> Do this: Repeat the listing below in full, exactly as it stands.

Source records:

____________

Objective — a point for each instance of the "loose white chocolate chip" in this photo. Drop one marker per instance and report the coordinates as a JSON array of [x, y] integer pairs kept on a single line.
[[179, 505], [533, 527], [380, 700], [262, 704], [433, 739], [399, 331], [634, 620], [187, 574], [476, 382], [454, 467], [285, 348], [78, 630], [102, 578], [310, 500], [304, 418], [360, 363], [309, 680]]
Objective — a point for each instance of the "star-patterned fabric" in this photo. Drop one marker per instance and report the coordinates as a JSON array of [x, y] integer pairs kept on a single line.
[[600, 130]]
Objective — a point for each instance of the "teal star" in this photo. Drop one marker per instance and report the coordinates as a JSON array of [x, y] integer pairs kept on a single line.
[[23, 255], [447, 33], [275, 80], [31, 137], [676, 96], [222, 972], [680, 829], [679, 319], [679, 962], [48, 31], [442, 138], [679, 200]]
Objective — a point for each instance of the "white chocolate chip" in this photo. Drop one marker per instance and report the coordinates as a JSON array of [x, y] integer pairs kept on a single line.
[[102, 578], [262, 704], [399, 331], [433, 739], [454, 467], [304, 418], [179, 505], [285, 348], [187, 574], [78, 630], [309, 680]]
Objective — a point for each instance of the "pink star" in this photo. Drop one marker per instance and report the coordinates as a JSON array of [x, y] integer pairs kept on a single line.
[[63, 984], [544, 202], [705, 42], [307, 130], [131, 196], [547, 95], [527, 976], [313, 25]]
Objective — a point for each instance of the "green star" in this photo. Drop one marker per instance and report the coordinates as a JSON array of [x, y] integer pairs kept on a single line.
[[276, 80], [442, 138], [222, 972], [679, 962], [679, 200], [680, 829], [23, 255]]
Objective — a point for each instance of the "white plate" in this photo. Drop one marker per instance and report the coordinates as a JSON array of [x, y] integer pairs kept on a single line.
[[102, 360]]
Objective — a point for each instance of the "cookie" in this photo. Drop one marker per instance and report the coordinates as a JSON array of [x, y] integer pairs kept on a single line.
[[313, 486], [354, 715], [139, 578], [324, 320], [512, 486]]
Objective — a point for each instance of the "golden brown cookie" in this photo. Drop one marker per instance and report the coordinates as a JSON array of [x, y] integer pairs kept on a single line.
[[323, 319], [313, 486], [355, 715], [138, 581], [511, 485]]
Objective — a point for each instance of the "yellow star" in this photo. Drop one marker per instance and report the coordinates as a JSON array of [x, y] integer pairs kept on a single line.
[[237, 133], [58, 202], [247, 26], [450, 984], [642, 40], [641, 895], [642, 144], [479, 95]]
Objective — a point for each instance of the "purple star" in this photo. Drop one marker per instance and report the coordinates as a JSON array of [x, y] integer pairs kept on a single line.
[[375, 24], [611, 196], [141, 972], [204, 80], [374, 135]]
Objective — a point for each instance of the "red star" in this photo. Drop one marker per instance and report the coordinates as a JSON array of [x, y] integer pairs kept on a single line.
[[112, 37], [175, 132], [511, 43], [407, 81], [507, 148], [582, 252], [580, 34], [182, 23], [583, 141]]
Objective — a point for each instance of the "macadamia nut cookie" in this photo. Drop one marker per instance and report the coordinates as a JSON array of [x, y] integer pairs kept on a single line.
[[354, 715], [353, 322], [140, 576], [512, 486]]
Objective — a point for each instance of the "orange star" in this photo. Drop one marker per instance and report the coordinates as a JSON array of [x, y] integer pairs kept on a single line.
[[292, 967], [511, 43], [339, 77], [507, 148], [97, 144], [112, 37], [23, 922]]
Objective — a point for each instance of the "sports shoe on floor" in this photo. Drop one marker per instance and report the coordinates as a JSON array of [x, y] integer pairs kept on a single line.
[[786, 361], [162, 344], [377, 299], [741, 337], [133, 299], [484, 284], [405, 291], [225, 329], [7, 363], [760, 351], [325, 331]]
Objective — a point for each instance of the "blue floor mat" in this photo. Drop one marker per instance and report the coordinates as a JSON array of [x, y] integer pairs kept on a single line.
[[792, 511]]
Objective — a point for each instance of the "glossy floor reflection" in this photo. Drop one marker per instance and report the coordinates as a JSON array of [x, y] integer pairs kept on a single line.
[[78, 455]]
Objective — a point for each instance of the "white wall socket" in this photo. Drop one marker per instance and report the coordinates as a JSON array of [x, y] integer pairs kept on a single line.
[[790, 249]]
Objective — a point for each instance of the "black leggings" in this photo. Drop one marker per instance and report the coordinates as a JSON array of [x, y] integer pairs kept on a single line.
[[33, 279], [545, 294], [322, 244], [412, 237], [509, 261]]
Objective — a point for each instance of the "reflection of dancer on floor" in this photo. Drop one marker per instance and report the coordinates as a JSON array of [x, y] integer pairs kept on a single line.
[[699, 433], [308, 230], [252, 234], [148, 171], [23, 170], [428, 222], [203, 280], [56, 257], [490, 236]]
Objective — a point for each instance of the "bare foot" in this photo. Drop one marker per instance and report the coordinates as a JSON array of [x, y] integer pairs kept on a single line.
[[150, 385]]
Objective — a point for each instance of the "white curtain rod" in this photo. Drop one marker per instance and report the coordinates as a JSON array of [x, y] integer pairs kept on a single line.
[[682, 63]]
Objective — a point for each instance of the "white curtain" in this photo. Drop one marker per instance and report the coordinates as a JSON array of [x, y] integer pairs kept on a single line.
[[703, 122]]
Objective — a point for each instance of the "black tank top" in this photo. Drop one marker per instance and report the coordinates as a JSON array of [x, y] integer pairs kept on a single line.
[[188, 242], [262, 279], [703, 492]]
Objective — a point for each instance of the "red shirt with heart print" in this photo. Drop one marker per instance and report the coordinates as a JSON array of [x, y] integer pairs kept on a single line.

____________

> Response to this exercise:
Objective — a point for each instance of the "loose white chocolate chip" in this photo. Drop one marker per instance and report the coordinates as a JSON array of [x, y] integer pairs kept on a single line.
[[179, 505], [533, 527], [380, 700], [262, 704], [433, 739], [399, 331], [634, 620], [187, 574], [476, 382], [454, 467], [285, 348], [78, 630], [102, 578], [310, 500], [304, 418], [360, 363], [309, 680]]
Objective — a point for each instance of the "star-patterned fabric" in this photo. Drop one marker per instance and report the coordinates as a JSON array of [x, y] integer pairs kept on a single line.
[[600, 130]]
Objective — a point for each instance of the "teal star" in this photo. Drop one marker per instance and report the coordinates as a JSON array of [x, y] integer pairs kept on a single line.
[[23, 255], [447, 33], [275, 80], [31, 137], [676, 96], [222, 972], [680, 829], [679, 319], [679, 962], [48, 31], [442, 138], [679, 200]]
Objective — a point for each instance of the "white chocolate chip" in this photo. Drop one marker per instance and report the coordinates as a JSON array of [x, y] integer pairs kept on a single line.
[[102, 578], [262, 704], [399, 331], [433, 739], [454, 467], [304, 418], [179, 505], [285, 348], [187, 574], [78, 630], [309, 680]]
Objective — a point for each instance of the "pink star" in this photo. Drop one marker per instance and report the coordinates as a JSON array of [x, y] integer pairs kept on a single line.
[[63, 984], [544, 202], [705, 42], [307, 130], [131, 196], [547, 95], [527, 976], [313, 25]]
Objective — a point for each instance of the "green star" in this photo. Drop one marker per instance and report the coordinates as a JSON array of [x, y] integer pairs kept on a single line.
[[276, 80], [442, 138], [222, 972], [679, 962], [679, 200], [680, 829], [23, 255]]
Objective — a point for each instance of the "white plate" in this photo. Drop one marker per instance and report the coordinates as a JSON array of [x, y] integer pairs kept on a single line.
[[102, 360]]
Objective — a point for each instance of the "cookie" in this photo. Drop one marker per instance and report the coordinates as a JSON array of [x, y] integer pairs kept on a single line.
[[313, 486], [354, 715], [139, 578], [324, 320], [512, 486]]
Objective — a point for each instance of the "golden brown cookie" in this photo. Drop one marker per instance and report the coordinates as a JSON array of [x, y] integer pairs kept on a single line.
[[323, 319], [313, 486], [355, 715], [138, 581], [511, 485]]
Objective — a point for each instance of the "yellow star" in this photo. Drop one marker per instance and report the coordinates as a JSON array of [x, y] integer pairs kept on a single line.
[[237, 133], [58, 202], [247, 26], [450, 984], [642, 40], [641, 895], [642, 144], [479, 95]]
Objective — a point for each instance of the "purple star" in this photo. Drop one marker per instance and report the coordinates as a JSON array of [x, y] integer pairs kept on a single line.
[[375, 24], [611, 196], [141, 972], [204, 80], [374, 135]]
Objective — a point for each instance of the "red star" in this photo. Drop one marker per instance and report the coordinates as a JSON array of [x, y] integer pairs kept on a single line.
[[112, 37], [175, 132], [511, 43], [407, 81], [507, 148], [582, 252], [580, 34], [182, 23], [583, 141]]
Objective — a point for each instance of the "macadamia nut cookie" in this photo. Drop one marker per instance and report the coordinates as a JSON array of [x, y] integer pairs kept on a single line.
[[354, 715], [353, 322], [140, 576], [512, 486]]
Objective — a point for each instance of the "orange star" in this photo. Drop one marker per instance and report the coordinates as a JSON array of [x, y] integer pairs kept on a single line.
[[292, 967], [511, 43], [339, 77], [507, 148], [97, 144], [112, 37], [23, 922]]
Objective — a point for each instance of the "sports shoe on floor" in this photo. Drop one marker per instance and report the coordinates as a JSON array of [x, y] integer pairs kept on a single line.
[[786, 361], [162, 344], [377, 299], [741, 337], [133, 299], [484, 284], [405, 291], [225, 329], [7, 363], [760, 351], [325, 331]]
Objective — a point for each instance of the "blue floor mat" in this photo. Drop one marker per instance and report the coordinates as a JSON array of [x, y] integer pairs kept on a single line.
[[792, 511]]
Objective — a point for each instance of the "glossy floor reflection" in this photo. Drop one marker per instance and report the coordinates as a JSON array of [x, y] integer pairs kept on a single line.
[[78, 455]]
Objective — a point for each instance of the "white wall socket" in this photo. Drop one marker per instance and report the coordinates as a JSON array of [x, y] integer pairs kept on a single line.
[[790, 249]]
Objective — a point for each instance of the "black leggings" in this photo. Drop one marker per instance and report the coordinates as a JSON array of [x, y] integer pairs kept on a single line.
[[33, 279], [545, 294], [322, 244], [412, 237], [509, 261]]
Objective — a point for each instance of the "reflection of dancer on floor" in this photo. Drop one marker per instance and report the coordinates as a JSON array of [x, y] integer pairs kept on a single line.
[[699, 433], [308, 230], [252, 234], [148, 171], [23, 170], [428, 222], [203, 280], [56, 257], [490, 236]]
Objective — a point for each instance of the "bare foot" in this photo. Drop one marker per instance and report the coordinates as a JSON array of [x, y] integer pairs kept on a single line.
[[150, 385]]
Objective — a point for each instance of the "white curtain rod" in this photo. Drop one marker per instance and report the coordinates as a JSON array of [x, y] integer pairs kept on a single line.
[[682, 63]]
Objective — a point for each instance of the "white curtain" in this photo. Drop one marker per instance and report the coordinates as a JSON array of [x, y] integer pairs kept on a single line.
[[703, 122]]
Objective — a point for each instance of the "black tank top" in this photo. Drop one marker per instance and report the coordinates as a JSON array of [x, y] integer pairs kept on a single line.
[[188, 242], [262, 279], [703, 492]]
Objective — a point for each instance of the "red shirt with heart print" in this photo. Drop one marker per instance and report the coordinates as a JSON array of [x, y] integer pairs kept on a single line.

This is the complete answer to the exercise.